TASK GOAL — Revise every item in these lines so that "Point to that pixel" becomes "Mark that pixel" wherever it appears, and leave everything else unchanged.

(Location labeling items)
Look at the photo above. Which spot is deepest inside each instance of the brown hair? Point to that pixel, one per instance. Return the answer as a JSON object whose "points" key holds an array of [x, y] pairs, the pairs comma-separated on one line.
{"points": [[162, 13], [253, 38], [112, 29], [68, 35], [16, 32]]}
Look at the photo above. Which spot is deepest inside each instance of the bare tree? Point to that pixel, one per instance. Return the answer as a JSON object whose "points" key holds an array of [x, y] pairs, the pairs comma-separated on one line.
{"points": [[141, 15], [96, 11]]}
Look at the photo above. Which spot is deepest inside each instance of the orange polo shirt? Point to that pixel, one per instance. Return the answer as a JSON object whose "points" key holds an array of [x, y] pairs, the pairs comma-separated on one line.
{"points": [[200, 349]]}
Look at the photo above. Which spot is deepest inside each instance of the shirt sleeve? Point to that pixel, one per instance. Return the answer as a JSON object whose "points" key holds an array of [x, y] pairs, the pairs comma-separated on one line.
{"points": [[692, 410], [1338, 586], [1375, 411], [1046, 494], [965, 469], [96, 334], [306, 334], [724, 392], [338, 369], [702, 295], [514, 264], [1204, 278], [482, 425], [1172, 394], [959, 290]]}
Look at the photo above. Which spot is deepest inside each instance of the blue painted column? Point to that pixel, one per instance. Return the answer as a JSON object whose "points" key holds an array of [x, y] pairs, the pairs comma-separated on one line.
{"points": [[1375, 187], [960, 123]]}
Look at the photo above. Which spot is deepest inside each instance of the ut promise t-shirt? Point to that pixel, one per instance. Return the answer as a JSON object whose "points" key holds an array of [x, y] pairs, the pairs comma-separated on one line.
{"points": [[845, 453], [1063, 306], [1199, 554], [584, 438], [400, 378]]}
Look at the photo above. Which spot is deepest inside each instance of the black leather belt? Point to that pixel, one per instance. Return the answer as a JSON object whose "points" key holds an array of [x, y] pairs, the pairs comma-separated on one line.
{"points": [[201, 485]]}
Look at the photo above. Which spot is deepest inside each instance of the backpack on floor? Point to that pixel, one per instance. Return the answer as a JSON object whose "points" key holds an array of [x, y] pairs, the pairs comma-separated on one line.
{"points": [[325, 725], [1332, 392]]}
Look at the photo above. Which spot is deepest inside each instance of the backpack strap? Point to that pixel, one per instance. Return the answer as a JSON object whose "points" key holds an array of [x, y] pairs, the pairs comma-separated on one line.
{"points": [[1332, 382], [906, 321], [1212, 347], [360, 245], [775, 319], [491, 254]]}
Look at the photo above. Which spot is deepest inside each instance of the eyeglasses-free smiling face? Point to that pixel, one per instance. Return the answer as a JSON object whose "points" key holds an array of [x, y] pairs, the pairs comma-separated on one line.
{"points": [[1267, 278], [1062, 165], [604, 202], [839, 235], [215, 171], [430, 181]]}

CORRECT ANSWER —
Look at the photo above. Which spot is deepest inside each instance of the brown hair? Mark that pixel, one per instance. Return the answer as a JSON object whose "points" key holds an array of [x, y] pairs, the pairs comma-separated on one line.
{"points": [[162, 13], [253, 38], [112, 29], [68, 35], [16, 32]]}
Look at the photo above. Which spot is deepest inside each instance of the bare tree? Mark that pixel, one per instance. Return the answer as a JSON object whose "points" key holds an array of [x, y] pairs, the pairs comma-separated on one line.
{"points": [[141, 15], [96, 11]]}
Look at the photo above. Which spot is deepest inside each instance of the orange polo shirt? Mark that pixel, one per instance. Return the answer as a JSON object whose "points" key holds an array of [x, y] pairs, the pairs comma-separated on one line.
{"points": [[200, 349]]}
Look at the photo above. Which spot is deepest inside each instance of the shirt sleeve? Mark that pixel, one per instance. Return the answer as a JSON object whose "points" key holds an array of [x, y] pairs, the pairs comma-separated on one line.
{"points": [[692, 410], [1338, 586], [1375, 411], [1046, 494], [965, 469], [96, 334], [306, 334], [724, 392], [338, 369], [702, 295], [514, 264], [1204, 278], [482, 425], [1172, 394], [959, 290]]}
Look at the photo above. Which spot is deepest inside each instance of the blue painted column? Mark that pixel, one per instance. Return the answer as a JSON object whose "points" key holds an array of [x, y] pairs, the pairs comma-separated on one line.
{"points": [[1375, 187], [960, 123]]}
Look at the photo above. Which spot is deepest inside each instance of the ut promise t-shirt? Mark that pixel, one per instance. Return the answer as a JSON object whose "points" key holds an array of [x, y] pairs, the pairs comma-separated on one line.
{"points": [[845, 453], [1063, 306], [1199, 554], [584, 438], [400, 378]]}
Look at the photo above. Which spot is deepest inside each instance of the black leather belt? Mark that pixel, one per instance. Return the answer as a JSON object whose "points" key holds an array of [x, y] pairs, the pairs comma-separated on one line.
{"points": [[201, 485]]}
Look at the photo above. Which spot is deepest inside each instance of the backpack on floor? Mark that pixel, one per instance. Return the answer as a JSON object whose "points" key holds an array of [x, y] pairs, the pairs comma-separated on one line.
{"points": [[325, 725], [1332, 392]]}
Look at the photo above. Which spot is deepest inside each instance of the backpack strap? Mark that pixel, one per instance. Return the answer as a JSON object whose "points" key holds an array of [x, y] pairs, the pairs comma-separated on one line.
{"points": [[1332, 382], [906, 321], [1212, 347], [360, 245], [775, 319], [491, 254]]}
Look at the photo above. Which spot is deepest inside each instance of the eyeglasses-free smiling face? Mark that pixel, one per instance. Return the answer as a JSON object whose "points" key holds an array of [x, y] pairs, the pairs comma-separated on one line.
{"points": [[1267, 278], [1062, 165], [604, 202], [839, 235], [215, 171], [430, 181]]}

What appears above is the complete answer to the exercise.